AIM OF THE TASK →
Nothing but an exact copy of the records is expected here.

[Collection entries]
□ □ □ □ □ □ □

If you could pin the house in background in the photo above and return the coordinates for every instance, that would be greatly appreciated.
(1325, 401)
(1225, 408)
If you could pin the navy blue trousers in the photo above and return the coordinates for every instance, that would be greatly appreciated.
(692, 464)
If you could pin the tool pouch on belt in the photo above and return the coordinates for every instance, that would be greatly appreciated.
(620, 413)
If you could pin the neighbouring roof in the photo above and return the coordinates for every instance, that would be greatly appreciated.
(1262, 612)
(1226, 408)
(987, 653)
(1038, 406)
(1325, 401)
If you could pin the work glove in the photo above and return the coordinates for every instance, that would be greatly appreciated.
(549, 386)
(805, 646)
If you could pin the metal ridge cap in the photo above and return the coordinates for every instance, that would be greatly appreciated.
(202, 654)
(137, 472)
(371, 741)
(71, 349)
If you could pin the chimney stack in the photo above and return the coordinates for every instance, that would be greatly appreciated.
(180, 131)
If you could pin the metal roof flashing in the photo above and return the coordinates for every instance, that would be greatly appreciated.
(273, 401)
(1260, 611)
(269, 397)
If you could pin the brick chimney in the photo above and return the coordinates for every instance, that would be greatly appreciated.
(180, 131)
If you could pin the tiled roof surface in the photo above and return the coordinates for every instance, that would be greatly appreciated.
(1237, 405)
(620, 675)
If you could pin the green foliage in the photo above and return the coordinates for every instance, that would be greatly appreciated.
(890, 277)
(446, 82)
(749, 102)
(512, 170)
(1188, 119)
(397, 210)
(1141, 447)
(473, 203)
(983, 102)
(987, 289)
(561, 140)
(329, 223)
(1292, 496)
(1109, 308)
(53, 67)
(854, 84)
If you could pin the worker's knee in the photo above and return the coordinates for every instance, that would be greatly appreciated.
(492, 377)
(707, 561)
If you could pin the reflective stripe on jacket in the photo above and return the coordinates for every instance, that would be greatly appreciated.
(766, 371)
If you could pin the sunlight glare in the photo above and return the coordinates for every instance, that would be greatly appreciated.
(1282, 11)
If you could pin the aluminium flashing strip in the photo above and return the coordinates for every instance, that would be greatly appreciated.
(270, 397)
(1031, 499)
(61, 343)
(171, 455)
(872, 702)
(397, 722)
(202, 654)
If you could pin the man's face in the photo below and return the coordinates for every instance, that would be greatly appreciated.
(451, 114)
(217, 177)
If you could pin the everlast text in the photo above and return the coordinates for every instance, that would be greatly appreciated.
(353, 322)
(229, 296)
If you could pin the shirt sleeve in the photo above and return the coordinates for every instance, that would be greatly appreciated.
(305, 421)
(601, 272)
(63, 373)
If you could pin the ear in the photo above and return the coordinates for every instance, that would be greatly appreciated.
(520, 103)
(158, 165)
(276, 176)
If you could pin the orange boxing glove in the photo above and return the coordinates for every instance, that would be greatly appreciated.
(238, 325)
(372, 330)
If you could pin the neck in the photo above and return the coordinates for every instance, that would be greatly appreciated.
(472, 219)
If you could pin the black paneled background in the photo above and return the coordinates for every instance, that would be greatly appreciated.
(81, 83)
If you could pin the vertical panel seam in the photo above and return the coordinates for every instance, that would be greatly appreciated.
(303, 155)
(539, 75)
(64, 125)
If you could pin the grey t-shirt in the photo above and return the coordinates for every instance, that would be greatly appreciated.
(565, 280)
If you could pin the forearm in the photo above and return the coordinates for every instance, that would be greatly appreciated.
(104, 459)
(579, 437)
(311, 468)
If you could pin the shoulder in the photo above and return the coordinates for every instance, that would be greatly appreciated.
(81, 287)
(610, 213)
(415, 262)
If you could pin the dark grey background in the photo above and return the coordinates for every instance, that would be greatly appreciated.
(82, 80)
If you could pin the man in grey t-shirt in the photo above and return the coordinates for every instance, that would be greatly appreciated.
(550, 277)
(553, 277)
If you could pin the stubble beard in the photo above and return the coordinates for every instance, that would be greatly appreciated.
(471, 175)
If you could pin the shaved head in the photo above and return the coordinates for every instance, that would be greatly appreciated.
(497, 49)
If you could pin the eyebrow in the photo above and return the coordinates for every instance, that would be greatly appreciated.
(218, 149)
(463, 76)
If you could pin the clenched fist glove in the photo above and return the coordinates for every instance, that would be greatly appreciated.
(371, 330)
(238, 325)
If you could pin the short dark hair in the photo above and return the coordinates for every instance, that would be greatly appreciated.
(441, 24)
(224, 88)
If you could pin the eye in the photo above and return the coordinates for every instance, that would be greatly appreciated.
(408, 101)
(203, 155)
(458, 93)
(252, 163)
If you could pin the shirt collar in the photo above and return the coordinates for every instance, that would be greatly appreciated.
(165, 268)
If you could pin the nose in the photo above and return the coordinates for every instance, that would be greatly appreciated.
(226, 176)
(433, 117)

□ □ □ □ □ □ □

ANSWER TO THIS EXERCISE →
If you could pin the house in background in the photo above and return the coordinates for every instance, that would be greatly appreciated.
(1325, 401)
(1225, 408)
If you could pin the navy blue trousers in the photo above and return the coordinates for every instance, that would be greatly appreciated.
(692, 464)
If you could pin the tool pouch on belt in the photo above and return the coordinates for every instance, that would be greatly appreciated.
(620, 413)
If you could pin the neighbouring roof in the photo above and return the coordinates for every instance, that would be greatly appreciated.
(1262, 612)
(1226, 408)
(987, 653)
(1038, 406)
(1325, 401)
If you could pin the work glove in the photo above and return the coordinates for every instance, that would be greatly appreciated.
(549, 386)
(805, 646)
If you could pin the metal ridge cap in the photo above and return the coordinates for every instance, that would be greatly appreciated.
(202, 654)
(137, 472)
(371, 741)
(71, 349)
If you could pin the chimney stack in the photo above and return the coordinates for every instance, that would be greatly appreciated.
(180, 131)
If you could pin the metal roof flashing in the photo above and return the coordinates for every instance, that would be greatly appreciated.
(273, 401)
(1260, 611)
(269, 397)
If you could pin the brick chimney in the photo above and return the coordinates for every instance, that would be greatly appreciated.
(180, 131)
If you could pin the tiled roof surface in the photo above and return the coordinates for every instance, that would be greatly appreciated.
(1237, 405)
(620, 675)
If you could pin the green foliage in the photo above and return the coordinates for every instance, that would be greatly appreciated.
(890, 277)
(446, 82)
(749, 102)
(512, 170)
(1188, 119)
(397, 210)
(1141, 447)
(473, 203)
(983, 102)
(987, 289)
(561, 140)
(329, 223)
(1292, 496)
(1109, 308)
(53, 67)
(854, 84)
If you could pin the worker's knee in the photo above and return the coordinates for every instance, that would be greatly appreciated.
(492, 377)
(707, 561)
If you could pin the reflective stripe on jacket in the photo above and return the coordinates for every instance, that would be greatly appreciated.
(766, 371)
If you could pin the sunlight glare in the photo above and return the coordinates for every instance, that would be greatly appreciated.
(1282, 11)
If you could pin the aluminium flashing strip in the photo above and return the coordinates for every instance, that would be greatly appreciated.
(270, 397)
(1031, 499)
(61, 343)
(171, 455)
(872, 702)
(397, 722)
(202, 654)
If you could pin the man's face in the photo below and return the coordinates for every instance, that would be greatly appreciated.
(451, 114)
(217, 177)
If you could pin the everlast text in the photo above and return the coordinates for every instance, that would be greatly appreciated.
(353, 322)
(229, 296)
If you could pin the shirt sleeve in the photo above and return the coordinates for every instance, that would be greatly appreciated.
(305, 421)
(601, 272)
(63, 373)
If you could pin the ear in the photo above and return the coordinates for every instance, that would be greatly appreciated.
(520, 103)
(158, 165)
(276, 176)
If you could pin the orange boxing glove in the photo above and return the coordinates for every instance, that would be greatly appreciated.
(238, 325)
(372, 330)
If you could pin the neck in the photo above and return the coordinates for every instance, that would be greatly appreciated.
(472, 219)
If you could pin the black paneled background in the photo above and return the coordinates for every instance, that would be greatly appreciated.
(81, 83)
If you could pin the vertical panel seam in the photo above and return the coordinates for every instance, that would be greatly appreciated.
(303, 155)
(539, 75)
(64, 125)
If you could pin the grey t-shirt in the photo above and return the coordinates for every instance, that would be greatly appreciated.
(565, 280)
If you could pin the forearm in the photo above and return the coordinates for every instance, that would be greatly appreciated.
(104, 459)
(579, 437)
(311, 468)
If you could pin the shoulder in the photo above and return the coordinates for every instance, that would be greatly appreciated.
(81, 287)
(610, 213)
(415, 262)
If you could pin the dark grey background in the photo above and return the coordinates for every instance, that would be greatly appreciated.
(82, 80)
If you could pin the man in grey t-shirt in the photo above and return the coordinates for every instance, that would be greatly appreciated.
(550, 277)
(553, 277)
If you could pin the stubble beard in the photo above and return the coordinates for every instance, that would be greatly appreciated.
(471, 175)
If you could pin the shaved head in the photo above and return the coordinates for every instance, that would be greatly appreciated.
(497, 49)
If you could pin the eyebrow in the photo above and return the coordinates for every instance, that would be greatly appreciated.
(218, 149)
(463, 76)
If you could pin the clenched fist glove in the photo above and return the coordinates for every instance, that would be greatly appreciated.
(371, 330)
(238, 325)
If you could pin the short dark hair in the photo above and return the coordinates for every instance, that would be greatly appreciated.
(441, 24)
(224, 88)
If you could pin the eye in the photo above and return the coordinates for every instance, that would be greatly appreciated.
(408, 101)
(203, 155)
(458, 93)
(252, 163)
If you could pin the shirt collar in the photo above and return the coordinates for every instance, that would be greatly appreciated.
(165, 268)
If you could pin the nose in the photo above and return the coordinates for every instance, that would be greatly appreciated.
(226, 176)
(433, 117)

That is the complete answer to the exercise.